- **Challenge**:
Please read the story below about a Saturday trip to pick up Lily and name what the narrator spotted among the crowd in the strip mall parking lot.

- **Document section**:
We used to take Lily for O.T. on the weekends. It got to be too much, juggling OT/PT and speech there and at school, and wrap, but for a while it was almost a nice break to drop her off someplace where they "got her" and go sit down for a cup of coffee, read the paper, or a book, then go pick her up. My wife and I would arm wrestle for it and sometimes she’d let me win.
One Saturday, I had finished my caffe americano (god it makes me self-conscious to order a caffe amaricano. . . but you can't just order "coffee. . . just a fucking normal goddamn coffee, you pretentious bitch" at Starbucks or they get all offended), closed my copy of Wicked, unbent my stiffening legs and exited Starbucks. I tossed my paper cup, complete with protective corrogated paper grip, in the garbage and went to my car.
What the hell were all those people doing in the parking lot? It's a fucking strip mall for godsake. I drove along the strip of stores on the way to pick Lily up and saw. . .a make-shift petting zoo! SWEET! She'll love that, I thought.

- **Dataset rows**:
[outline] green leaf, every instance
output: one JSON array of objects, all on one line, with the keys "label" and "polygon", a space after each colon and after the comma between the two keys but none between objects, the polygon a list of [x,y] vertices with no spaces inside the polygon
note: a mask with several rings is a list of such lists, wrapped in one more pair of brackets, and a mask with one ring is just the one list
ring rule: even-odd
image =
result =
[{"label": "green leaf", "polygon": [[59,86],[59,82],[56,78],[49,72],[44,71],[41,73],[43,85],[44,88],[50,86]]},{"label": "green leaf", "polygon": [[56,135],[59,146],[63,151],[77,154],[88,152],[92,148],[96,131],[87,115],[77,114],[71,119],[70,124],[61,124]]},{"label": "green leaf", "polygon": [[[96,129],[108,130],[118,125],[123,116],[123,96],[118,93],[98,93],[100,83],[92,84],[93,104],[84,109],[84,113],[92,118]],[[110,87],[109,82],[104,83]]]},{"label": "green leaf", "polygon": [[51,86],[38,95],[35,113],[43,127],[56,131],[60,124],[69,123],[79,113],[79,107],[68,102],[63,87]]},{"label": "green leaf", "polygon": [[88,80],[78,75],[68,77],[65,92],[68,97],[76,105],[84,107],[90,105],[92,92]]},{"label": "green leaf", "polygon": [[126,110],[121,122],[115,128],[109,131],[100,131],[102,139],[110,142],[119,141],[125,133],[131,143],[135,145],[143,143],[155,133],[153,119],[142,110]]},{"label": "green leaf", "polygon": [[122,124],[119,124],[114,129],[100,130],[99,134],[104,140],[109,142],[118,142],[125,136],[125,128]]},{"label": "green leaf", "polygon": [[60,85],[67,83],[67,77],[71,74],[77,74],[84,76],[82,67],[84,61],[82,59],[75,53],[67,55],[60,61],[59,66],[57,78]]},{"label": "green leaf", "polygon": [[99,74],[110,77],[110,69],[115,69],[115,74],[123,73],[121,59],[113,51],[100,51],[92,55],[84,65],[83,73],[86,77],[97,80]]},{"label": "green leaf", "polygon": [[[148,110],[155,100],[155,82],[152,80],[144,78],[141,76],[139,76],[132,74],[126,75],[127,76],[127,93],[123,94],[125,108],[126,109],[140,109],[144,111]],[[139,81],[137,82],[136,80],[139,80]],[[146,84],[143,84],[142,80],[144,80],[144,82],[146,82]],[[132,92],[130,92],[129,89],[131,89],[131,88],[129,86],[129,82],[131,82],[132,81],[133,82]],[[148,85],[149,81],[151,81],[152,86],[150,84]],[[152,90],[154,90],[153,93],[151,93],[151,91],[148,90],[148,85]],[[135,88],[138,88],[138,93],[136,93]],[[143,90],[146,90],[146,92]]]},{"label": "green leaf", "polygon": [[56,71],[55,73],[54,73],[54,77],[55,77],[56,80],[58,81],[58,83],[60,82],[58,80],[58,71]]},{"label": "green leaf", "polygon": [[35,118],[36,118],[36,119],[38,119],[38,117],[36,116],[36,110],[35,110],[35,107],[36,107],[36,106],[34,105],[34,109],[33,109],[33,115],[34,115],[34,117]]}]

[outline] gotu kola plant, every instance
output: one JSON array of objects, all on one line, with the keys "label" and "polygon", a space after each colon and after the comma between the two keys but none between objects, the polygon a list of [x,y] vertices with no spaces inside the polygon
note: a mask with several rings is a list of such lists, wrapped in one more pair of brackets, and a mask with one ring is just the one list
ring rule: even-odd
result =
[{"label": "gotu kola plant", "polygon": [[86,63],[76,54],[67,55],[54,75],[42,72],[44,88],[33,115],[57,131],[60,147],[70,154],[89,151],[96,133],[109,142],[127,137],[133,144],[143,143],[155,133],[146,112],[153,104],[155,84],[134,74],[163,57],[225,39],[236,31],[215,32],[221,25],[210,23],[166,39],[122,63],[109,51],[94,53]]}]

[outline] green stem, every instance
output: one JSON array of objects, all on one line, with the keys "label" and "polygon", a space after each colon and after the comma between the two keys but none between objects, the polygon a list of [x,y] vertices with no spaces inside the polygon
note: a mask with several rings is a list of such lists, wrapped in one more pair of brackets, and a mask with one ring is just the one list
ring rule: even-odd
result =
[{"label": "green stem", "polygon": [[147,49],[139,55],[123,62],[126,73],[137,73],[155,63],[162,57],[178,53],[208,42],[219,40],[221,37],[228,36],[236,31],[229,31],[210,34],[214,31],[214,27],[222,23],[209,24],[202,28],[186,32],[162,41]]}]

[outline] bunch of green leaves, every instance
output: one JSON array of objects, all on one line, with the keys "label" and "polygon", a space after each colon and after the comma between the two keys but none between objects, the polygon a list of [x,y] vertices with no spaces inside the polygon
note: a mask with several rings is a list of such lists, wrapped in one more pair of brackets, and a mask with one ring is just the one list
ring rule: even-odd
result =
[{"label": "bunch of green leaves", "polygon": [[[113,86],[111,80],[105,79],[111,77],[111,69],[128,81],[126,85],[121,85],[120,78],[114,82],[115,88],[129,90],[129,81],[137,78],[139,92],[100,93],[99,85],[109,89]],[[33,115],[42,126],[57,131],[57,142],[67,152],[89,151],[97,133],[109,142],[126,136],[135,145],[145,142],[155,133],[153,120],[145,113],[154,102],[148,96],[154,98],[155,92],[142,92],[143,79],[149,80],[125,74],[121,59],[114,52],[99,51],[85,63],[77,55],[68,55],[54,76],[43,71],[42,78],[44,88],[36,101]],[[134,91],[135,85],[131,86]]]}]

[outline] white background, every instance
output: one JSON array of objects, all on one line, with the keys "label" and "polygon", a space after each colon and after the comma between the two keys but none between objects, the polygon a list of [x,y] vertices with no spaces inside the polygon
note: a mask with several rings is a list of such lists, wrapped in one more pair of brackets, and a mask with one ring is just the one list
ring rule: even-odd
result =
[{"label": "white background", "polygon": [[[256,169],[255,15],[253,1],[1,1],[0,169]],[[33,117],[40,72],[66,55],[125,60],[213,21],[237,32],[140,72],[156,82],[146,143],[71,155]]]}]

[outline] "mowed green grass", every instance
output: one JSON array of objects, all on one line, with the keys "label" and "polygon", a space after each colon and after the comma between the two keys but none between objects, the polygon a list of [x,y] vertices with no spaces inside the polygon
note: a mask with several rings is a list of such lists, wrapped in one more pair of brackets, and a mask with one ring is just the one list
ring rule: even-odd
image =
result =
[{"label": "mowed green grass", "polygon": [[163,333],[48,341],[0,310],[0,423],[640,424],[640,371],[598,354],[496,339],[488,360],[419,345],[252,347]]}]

- **Correct result**:
A make-shift petting zoo.